**EXERCISE MATERIAL**
—————
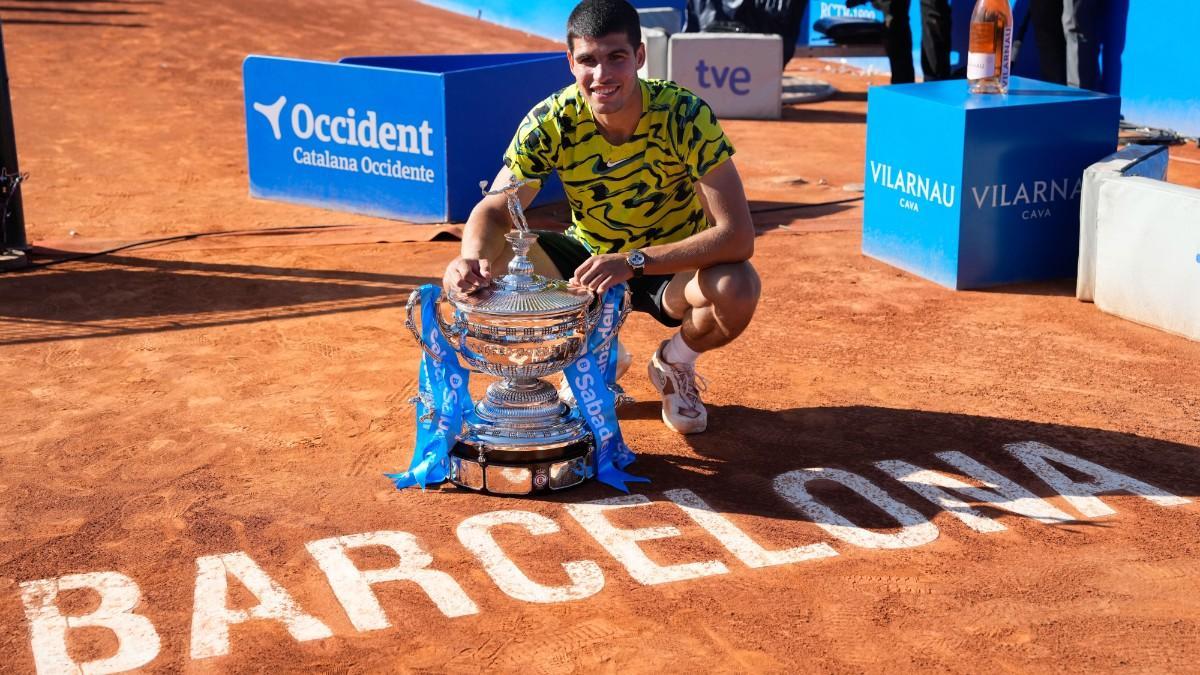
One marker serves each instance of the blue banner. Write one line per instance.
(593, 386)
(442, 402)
—————
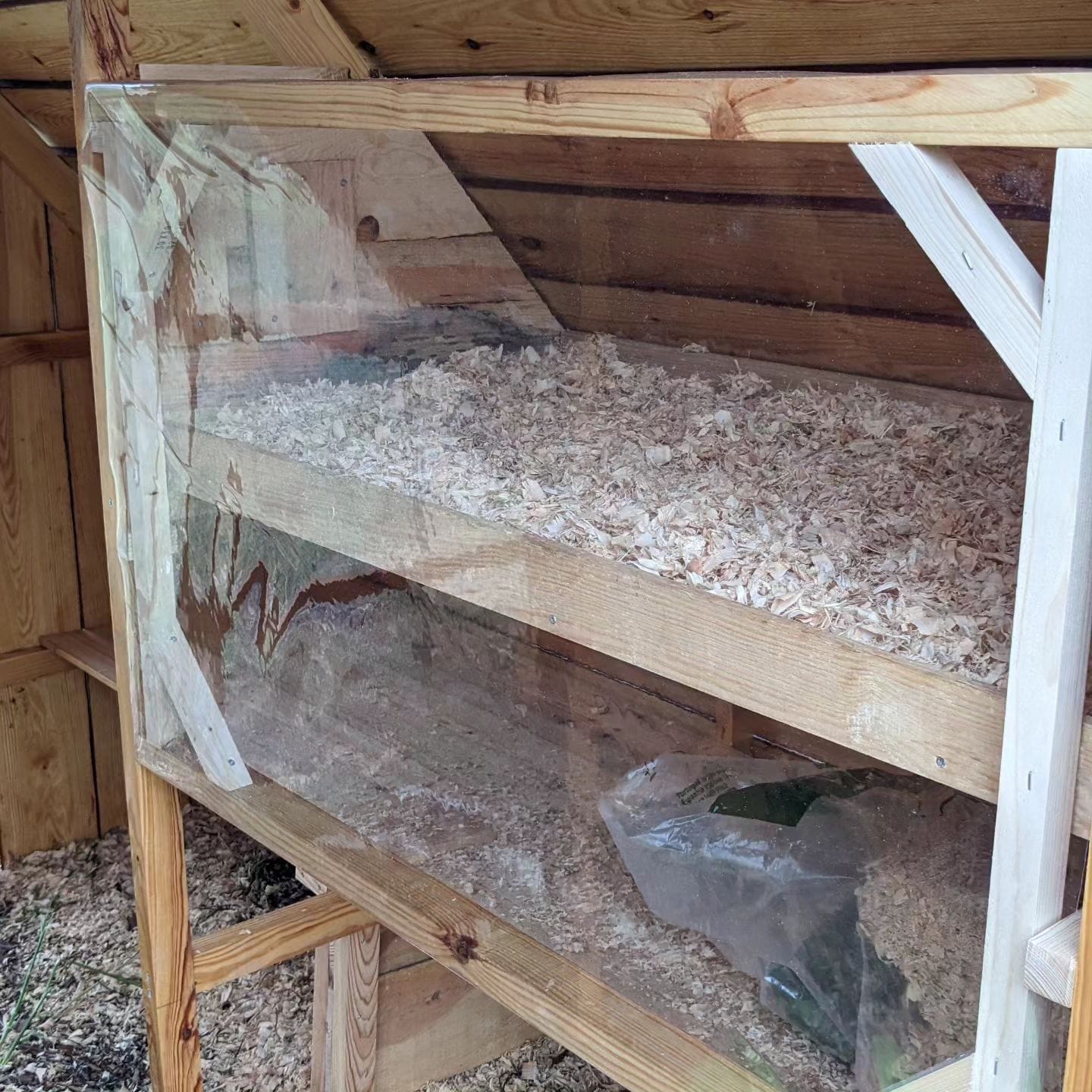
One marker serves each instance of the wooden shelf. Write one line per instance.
—————
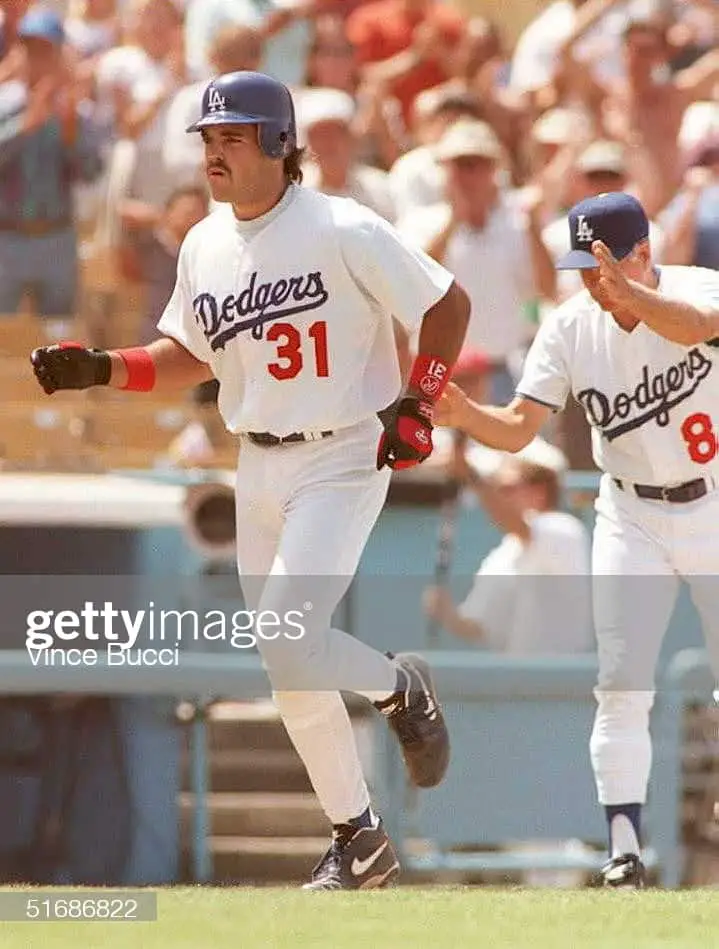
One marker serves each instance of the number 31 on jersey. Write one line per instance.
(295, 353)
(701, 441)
—————
**TASK DETAILS**
Which lines in the rows above contain the word "Write"? Copy out each of them.

**WRITTEN RESPONSE**
One marker serves each instance of the blue banner. Write one line per instance.
One marker serves each instance of the wooden shelf. Write one line per instance.
One marker serves each instance of the number 31 on jersey. Write one line per instance.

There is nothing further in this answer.